■ WHAT IS EXPECTED
Find the line that contains "Pick out the wooden beam". Output it and every line after it to the end of the records, exactly as they appear.
# # # # #
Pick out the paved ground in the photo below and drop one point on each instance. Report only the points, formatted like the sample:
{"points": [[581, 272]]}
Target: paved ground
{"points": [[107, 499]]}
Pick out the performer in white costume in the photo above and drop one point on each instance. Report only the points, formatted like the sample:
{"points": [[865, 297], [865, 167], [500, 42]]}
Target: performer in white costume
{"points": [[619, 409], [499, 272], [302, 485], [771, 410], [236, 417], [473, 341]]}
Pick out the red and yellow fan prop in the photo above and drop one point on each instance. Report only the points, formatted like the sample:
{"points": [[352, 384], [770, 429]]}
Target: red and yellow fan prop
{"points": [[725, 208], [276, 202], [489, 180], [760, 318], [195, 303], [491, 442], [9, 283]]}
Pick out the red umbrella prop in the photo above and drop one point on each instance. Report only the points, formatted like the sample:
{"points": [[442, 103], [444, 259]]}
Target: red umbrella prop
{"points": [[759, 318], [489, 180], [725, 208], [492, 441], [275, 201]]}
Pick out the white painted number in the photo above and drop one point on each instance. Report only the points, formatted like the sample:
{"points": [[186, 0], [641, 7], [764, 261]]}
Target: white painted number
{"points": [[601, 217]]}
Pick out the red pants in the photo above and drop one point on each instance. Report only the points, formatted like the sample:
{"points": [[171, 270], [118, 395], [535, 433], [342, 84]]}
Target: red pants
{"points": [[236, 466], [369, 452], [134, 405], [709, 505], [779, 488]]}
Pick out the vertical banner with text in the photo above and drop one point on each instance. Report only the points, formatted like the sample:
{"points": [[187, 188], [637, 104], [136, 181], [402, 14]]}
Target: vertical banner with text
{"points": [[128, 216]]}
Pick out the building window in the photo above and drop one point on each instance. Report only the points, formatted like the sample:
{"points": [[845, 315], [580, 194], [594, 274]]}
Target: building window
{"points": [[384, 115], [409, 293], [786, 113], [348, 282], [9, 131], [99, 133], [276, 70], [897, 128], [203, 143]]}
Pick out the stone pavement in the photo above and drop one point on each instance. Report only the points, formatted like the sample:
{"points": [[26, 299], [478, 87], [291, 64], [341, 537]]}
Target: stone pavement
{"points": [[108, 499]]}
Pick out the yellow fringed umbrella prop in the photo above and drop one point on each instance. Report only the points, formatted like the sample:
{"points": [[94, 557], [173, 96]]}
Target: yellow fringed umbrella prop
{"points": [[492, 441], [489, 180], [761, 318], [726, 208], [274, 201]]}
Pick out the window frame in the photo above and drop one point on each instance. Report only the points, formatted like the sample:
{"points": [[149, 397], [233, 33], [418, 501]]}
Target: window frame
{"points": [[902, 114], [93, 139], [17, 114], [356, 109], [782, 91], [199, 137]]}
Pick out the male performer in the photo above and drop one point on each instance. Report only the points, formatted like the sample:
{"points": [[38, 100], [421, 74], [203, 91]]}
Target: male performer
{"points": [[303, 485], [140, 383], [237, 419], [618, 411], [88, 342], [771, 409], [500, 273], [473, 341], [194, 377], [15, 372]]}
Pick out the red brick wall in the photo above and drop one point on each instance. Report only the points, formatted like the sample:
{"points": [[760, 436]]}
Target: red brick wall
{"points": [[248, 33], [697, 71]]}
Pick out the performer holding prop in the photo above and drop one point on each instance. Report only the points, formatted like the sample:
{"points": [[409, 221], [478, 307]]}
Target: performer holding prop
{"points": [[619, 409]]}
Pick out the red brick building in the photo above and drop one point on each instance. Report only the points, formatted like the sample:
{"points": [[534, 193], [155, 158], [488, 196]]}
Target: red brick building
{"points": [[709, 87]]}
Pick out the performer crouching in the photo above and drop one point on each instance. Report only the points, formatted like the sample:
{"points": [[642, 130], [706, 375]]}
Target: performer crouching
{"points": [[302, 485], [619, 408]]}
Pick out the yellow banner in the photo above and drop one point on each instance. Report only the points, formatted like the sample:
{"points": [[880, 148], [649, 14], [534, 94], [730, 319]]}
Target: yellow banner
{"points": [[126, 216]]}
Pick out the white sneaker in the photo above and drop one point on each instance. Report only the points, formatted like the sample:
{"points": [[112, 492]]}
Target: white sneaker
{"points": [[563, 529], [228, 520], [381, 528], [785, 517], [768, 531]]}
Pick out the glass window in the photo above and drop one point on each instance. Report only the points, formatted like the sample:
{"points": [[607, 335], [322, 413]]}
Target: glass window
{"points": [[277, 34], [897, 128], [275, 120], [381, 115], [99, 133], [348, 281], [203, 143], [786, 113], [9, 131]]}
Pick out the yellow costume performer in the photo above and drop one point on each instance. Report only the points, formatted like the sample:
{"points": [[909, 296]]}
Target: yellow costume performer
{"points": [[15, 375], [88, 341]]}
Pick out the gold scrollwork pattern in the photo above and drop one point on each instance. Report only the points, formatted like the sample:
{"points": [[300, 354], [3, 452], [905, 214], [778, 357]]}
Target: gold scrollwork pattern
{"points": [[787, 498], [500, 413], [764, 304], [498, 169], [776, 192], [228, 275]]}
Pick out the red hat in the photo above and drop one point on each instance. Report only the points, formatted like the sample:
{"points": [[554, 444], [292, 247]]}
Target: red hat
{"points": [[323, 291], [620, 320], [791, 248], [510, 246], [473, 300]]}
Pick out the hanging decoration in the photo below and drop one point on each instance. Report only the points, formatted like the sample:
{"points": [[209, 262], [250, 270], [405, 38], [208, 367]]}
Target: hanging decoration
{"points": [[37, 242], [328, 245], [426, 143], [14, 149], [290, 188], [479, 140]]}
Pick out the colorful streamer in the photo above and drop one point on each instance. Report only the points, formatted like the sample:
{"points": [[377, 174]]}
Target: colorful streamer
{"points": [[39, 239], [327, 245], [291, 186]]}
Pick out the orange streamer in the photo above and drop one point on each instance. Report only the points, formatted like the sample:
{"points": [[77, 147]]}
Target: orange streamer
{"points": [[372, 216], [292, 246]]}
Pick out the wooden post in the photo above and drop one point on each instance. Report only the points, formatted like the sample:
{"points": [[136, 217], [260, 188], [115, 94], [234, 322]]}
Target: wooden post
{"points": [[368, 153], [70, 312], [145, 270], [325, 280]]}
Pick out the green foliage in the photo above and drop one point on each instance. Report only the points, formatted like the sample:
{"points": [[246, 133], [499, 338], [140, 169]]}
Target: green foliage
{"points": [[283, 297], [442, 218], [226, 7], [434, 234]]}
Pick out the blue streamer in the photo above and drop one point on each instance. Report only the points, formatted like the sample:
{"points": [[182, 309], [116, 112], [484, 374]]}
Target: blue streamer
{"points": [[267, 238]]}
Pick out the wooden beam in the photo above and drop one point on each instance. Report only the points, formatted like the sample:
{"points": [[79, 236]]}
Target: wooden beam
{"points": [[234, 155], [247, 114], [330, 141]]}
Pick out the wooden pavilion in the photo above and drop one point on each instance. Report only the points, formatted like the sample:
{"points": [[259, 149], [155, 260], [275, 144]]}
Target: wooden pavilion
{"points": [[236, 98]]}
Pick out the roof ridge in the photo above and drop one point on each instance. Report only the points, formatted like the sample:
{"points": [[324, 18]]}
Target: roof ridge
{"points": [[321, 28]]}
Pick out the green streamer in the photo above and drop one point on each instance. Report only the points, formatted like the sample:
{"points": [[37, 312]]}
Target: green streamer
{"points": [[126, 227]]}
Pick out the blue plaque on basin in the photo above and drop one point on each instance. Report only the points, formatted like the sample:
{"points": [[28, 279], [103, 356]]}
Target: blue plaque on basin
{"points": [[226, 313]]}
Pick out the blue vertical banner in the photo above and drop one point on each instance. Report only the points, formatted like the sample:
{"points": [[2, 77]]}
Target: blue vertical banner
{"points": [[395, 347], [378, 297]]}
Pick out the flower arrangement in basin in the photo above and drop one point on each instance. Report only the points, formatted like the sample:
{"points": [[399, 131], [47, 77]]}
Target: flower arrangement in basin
# # # # #
■ TASK RESPONSE
Pick out the wooden beam in the photo above and drop one point on each instance. Report only the points, formatted like the sample:
{"points": [[79, 236]]}
Target: wooden beam
{"points": [[234, 155], [247, 114], [330, 141]]}
Pick out the wooden pavilion in the photo above and drop one point on each instance. Report only the points, formatted like the sample:
{"points": [[259, 149], [155, 260], [275, 144]]}
Target: wooden pavilion
{"points": [[236, 98]]}
Pick out the roof ridge in the photo above and drop one point on each instance. Report only the points, formatted like the sample:
{"points": [[324, 18]]}
Target: roof ridge
{"points": [[321, 28]]}
Pick out the green streamer in the photo above and drop one point on each instance. Report only the points, formatted like the sample:
{"points": [[37, 312]]}
Target: green streamer
{"points": [[126, 227]]}
Pick out the blue plaque on basin in the photo above and drop one point on each instance. Report only the points, formatted like the sample:
{"points": [[28, 279], [103, 356]]}
Target: blue plaque on basin
{"points": [[226, 313]]}
Pick out the blue vertical banner in the photo above and drop one point on each instance. Report only the points, formatted like the sample:
{"points": [[2, 77]]}
Target: blue vertical banner
{"points": [[395, 347], [378, 297]]}
Pick out the flower arrangement in basin in the photo above and drop one point on each instance. Report only the points, formatted like the sample:
{"points": [[399, 131], [47, 77]]}
Target: flower arrangement in basin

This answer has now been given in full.